--- The data ---

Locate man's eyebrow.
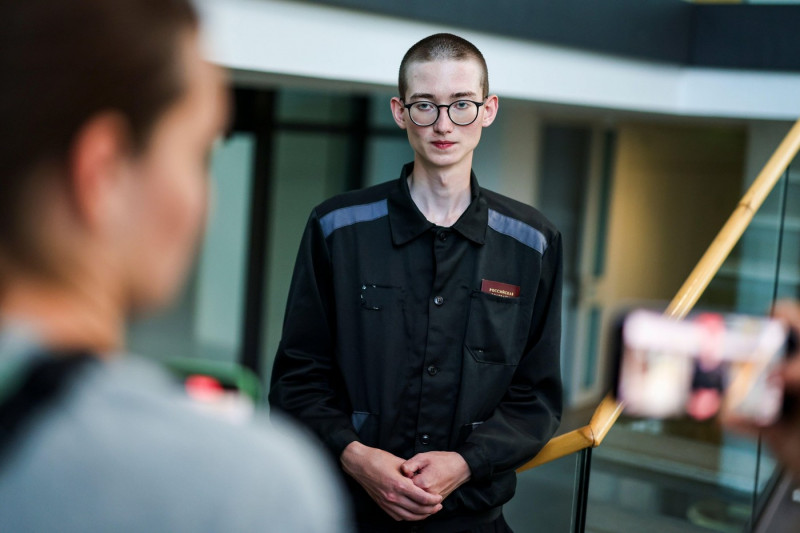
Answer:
[409,91,476,100]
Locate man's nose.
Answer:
[433,107,455,133]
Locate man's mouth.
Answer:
[431,141,456,150]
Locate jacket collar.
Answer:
[389,163,489,246]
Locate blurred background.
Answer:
[129,0,800,533]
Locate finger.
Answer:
[400,482,442,506]
[381,500,442,520]
[380,504,442,522]
[400,454,429,477]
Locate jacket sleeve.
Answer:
[269,212,358,459]
[456,232,562,482]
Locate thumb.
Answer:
[400,455,423,477]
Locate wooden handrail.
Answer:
[517,120,800,472]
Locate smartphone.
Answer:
[614,309,789,426]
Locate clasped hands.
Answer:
[341,442,471,521]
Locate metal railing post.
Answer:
[572,448,592,533]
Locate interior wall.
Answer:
[605,123,746,305]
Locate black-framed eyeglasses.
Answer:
[403,100,486,127]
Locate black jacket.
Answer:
[270,164,562,523]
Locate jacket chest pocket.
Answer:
[464,291,531,365]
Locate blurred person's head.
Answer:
[0,0,225,350]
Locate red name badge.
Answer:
[481,279,519,298]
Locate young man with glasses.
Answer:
[270,34,562,533]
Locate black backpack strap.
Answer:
[0,352,97,459]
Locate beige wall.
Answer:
[604,123,746,306]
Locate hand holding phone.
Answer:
[615,310,788,426]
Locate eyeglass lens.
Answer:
[409,100,478,126]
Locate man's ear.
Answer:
[68,112,131,227]
[390,96,408,130]
[481,94,500,128]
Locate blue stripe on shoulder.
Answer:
[319,200,389,239]
[489,209,547,255]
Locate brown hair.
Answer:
[0,0,198,266]
[397,33,489,98]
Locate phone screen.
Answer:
[616,310,788,425]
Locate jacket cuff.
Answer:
[456,442,492,481]
[327,428,358,460]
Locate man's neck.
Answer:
[408,160,472,227]
[0,279,124,355]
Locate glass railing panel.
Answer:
[510,454,578,533]
[754,158,800,524]
[127,132,256,363]
[587,165,800,533]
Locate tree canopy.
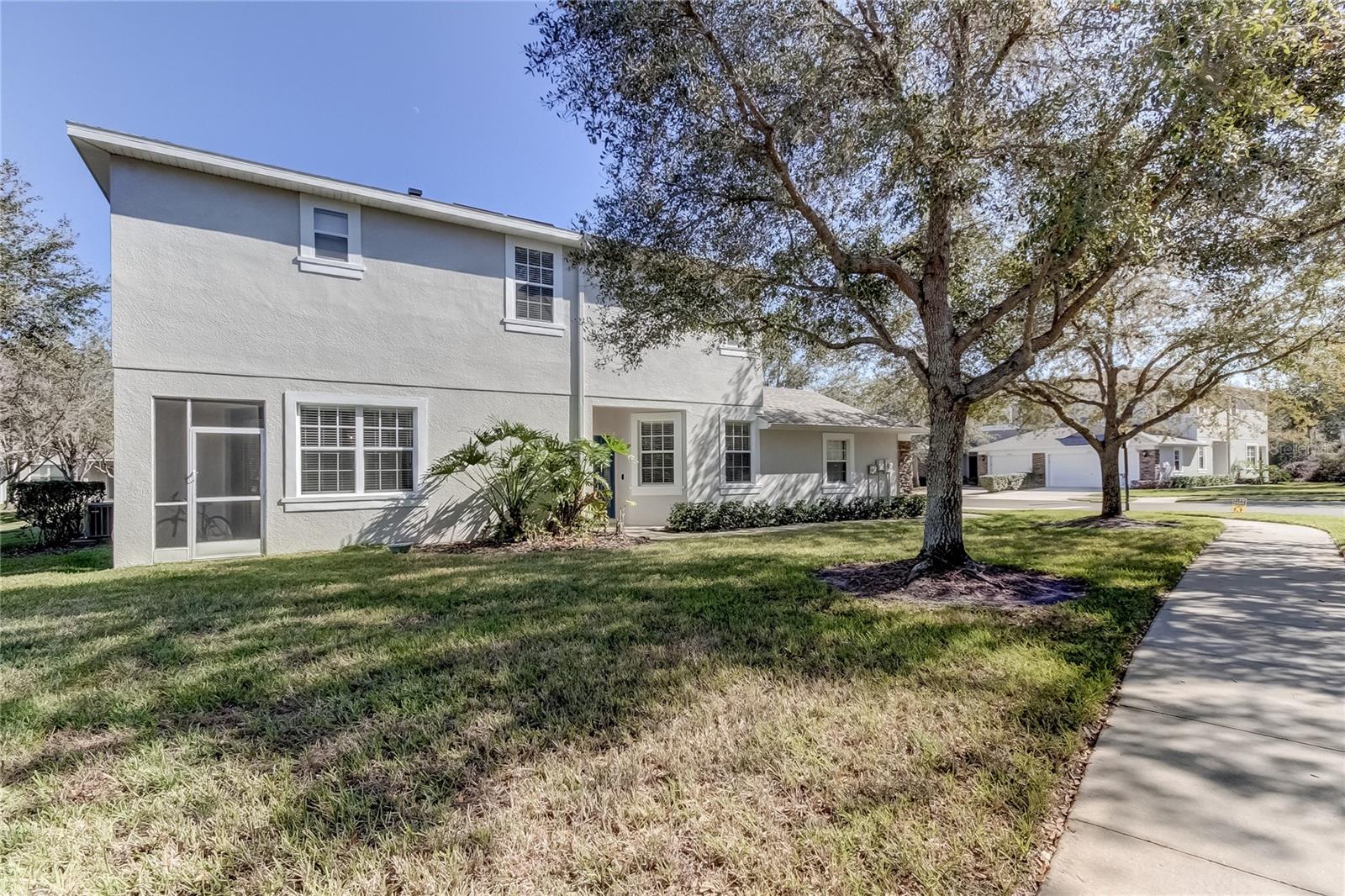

---

*The request*.
Turn the whole listing above into a numbered list with one line per entry, skipping blank lines and leaving out the pictures.

*Solution to the problem*.
1. Locate man's eyebrow.
2. Answer:
3. [409,91,476,100]
4. Locate man's nose.
5. Answer:
6. [433,107,455,133]
7. Locate man's mouth.
8. Answer:
9. [431,141,456,150]
10. Locate jacket collar.
11. Answer:
12. [389,163,489,246]
13. Locate blurred background.
14. Answer:
15. [129,0,800,533]
16. Locate finger.
17. Answer:
18. [400,482,442,506]
19. [381,500,442,520]
20. [380,504,442,522]
21. [400,454,429,477]
22. Locate jacket sleeve.
23. Answer:
24. [269,212,358,459]
25. [456,232,562,482]
26. Locate thumb.
27. Answer:
28. [400,455,423,477]
29. Locate wooden handrail.
30. Answer:
31. [517,120,800,472]
32. Locate smartphone.
33. Answer:
34. [614,309,789,426]
35. Locate clasped hands.
36. Answer:
37. [341,442,471,521]
38. Locate metal railing post.
39. Answer:
40. [572,448,592,533]
41. Locate interior wall.
42. Answer:
43. [605,123,746,305]
44. Locate black-framed eyeglasses.
45. Answer:
46. [403,100,486,127]
47. Locate black jacket.
48. Answer:
49. [270,164,562,523]
50. Locate jacket chest pocket.
51. Answer:
52. [464,291,531,365]
53. Locate blurred person's head.
54. Answer:
55. [0,0,225,350]
56. Locate red name badge.
57. Answer:
58. [481,279,519,298]
59. Locate young man with glasses.
60. Answer:
61. [270,34,562,533]
62. Locate black backpack strap.
63. Answer:
64. [0,352,97,459]
65. Locate beige wall.
66. Answer:
67. [604,123,746,306]
68. Locate hand holding phone.
69. Answer:
70. [615,310,788,426]
71. Locate eyeglass lens.
72. Answer:
73. [409,100,478,126]
74. Locate man's ear.
75. Answer:
76. [68,112,131,227]
77. [390,96,408,130]
78. [481,94,500,128]
79. Locate blue stripe on shoulder.
80. Answer:
81. [319,200,389,239]
82. [489,209,547,255]
83. Locate brown hair.
84. Answer:
85. [0,0,198,266]
86. [397,33,489,98]
87. Locate phone screen.
88. Answer:
89. [616,310,788,425]
90. Locate jacket cuff.
91. Answer:
92. [456,442,492,481]
93. [327,428,358,460]
94. Locate man's neck.
95. Answer:
96. [408,160,472,227]
97. [0,279,124,355]
98. Locate glass railing panel.
99. Answer:
100. [510,454,578,533]
101. [754,158,800,524]
102. [127,132,256,363]
103. [587,165,800,533]
104. Locate tree canopy.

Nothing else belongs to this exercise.